▸ WHAT THIS TASK INVOLVES: Please quote the listing below word for word, omitting the pictures from your copy.

▸ EXTRACTED RECORDS:

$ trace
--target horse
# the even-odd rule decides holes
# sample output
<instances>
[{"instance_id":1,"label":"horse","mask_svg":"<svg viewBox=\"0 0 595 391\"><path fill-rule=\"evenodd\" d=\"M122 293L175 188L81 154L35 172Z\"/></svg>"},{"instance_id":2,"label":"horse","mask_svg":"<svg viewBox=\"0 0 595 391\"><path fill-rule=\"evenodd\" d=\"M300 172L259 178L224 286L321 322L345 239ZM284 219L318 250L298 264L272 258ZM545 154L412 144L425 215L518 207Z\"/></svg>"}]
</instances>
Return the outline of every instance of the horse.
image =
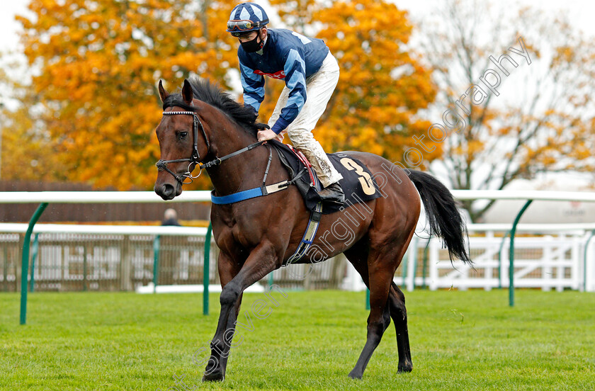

▸ FINAL ANSWER:
$ trace
--target horse
# the even-odd rule decides holes
# sample output
<instances>
[{"instance_id":1,"label":"horse","mask_svg":"<svg viewBox=\"0 0 595 391\"><path fill-rule=\"evenodd\" d=\"M122 293L175 188L81 154L35 172Z\"/></svg>"},{"instance_id":2,"label":"horse","mask_svg":"<svg viewBox=\"0 0 595 391\"><path fill-rule=\"evenodd\" d=\"M300 172L259 178L224 286L321 322L345 239ZM284 219L318 250L298 264L272 258ZM545 154L412 144L425 215L518 207Z\"/></svg>"}]
</instances>
Return the outline of every instance of the horse.
image =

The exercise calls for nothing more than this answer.